TASK BRIEF | Copy word for word the stretch of the material below from the line containing "Exercise. Mark the young rhinoceros in" through the line containing "<point>626,446</point>", both of those lines included.

Excerpts of location labeling data |
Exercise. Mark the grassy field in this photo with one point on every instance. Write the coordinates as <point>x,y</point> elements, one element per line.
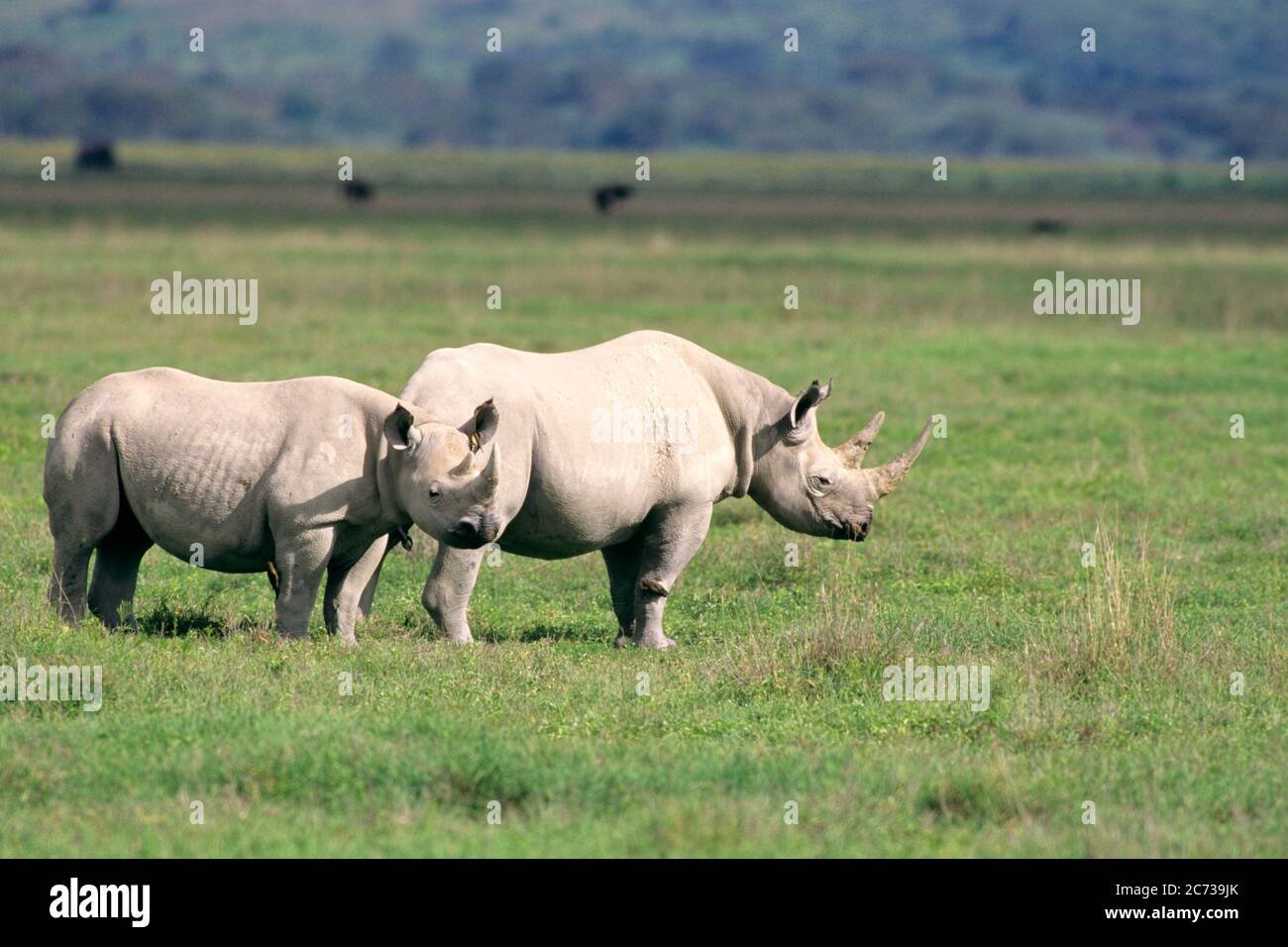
<point>1109,684</point>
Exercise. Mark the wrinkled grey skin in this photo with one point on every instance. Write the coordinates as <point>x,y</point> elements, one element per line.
<point>645,505</point>
<point>304,479</point>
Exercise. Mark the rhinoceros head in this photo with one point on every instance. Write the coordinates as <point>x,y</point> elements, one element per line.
<point>442,480</point>
<point>819,489</point>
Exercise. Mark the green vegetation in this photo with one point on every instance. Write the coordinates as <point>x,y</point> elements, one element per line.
<point>1108,684</point>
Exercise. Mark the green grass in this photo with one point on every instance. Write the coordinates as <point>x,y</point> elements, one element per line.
<point>1108,684</point>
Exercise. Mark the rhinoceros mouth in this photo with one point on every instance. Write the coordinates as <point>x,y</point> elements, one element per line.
<point>854,532</point>
<point>468,535</point>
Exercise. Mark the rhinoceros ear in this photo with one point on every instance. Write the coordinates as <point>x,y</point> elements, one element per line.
<point>806,402</point>
<point>399,429</point>
<point>482,427</point>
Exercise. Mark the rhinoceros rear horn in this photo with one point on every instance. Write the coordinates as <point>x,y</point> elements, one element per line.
<point>806,401</point>
<point>853,450</point>
<point>489,478</point>
<point>887,476</point>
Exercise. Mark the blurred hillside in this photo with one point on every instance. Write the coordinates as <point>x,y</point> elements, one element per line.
<point>1184,78</point>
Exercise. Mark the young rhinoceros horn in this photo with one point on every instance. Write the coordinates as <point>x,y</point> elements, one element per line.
<point>887,476</point>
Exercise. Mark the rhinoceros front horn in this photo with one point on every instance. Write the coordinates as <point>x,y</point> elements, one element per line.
<point>887,476</point>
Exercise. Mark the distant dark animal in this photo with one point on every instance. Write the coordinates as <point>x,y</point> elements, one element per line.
<point>357,189</point>
<point>95,157</point>
<point>1048,226</point>
<point>608,195</point>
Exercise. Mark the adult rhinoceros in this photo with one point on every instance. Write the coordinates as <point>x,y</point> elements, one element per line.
<point>625,447</point>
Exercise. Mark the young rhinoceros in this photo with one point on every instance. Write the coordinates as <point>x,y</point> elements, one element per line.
<point>295,478</point>
<point>626,446</point>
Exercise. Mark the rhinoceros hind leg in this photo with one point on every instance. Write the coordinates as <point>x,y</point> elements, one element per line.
<point>300,566</point>
<point>349,589</point>
<point>670,540</point>
<point>116,570</point>
<point>82,491</point>
<point>623,573</point>
<point>449,587</point>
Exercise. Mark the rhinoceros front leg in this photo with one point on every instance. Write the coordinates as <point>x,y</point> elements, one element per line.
<point>300,565</point>
<point>449,587</point>
<point>670,540</point>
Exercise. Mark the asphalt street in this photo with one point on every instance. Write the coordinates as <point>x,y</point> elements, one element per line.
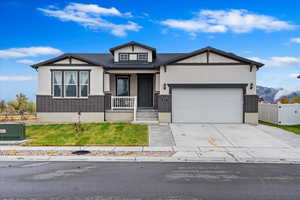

THE REPLY |
Exercise. Mark the young rhinoceros in this photo with one point on every instance. Write the coordinates as <point>x,y</point> elements, one element per line.
<point>295,478</point>
<point>626,446</point>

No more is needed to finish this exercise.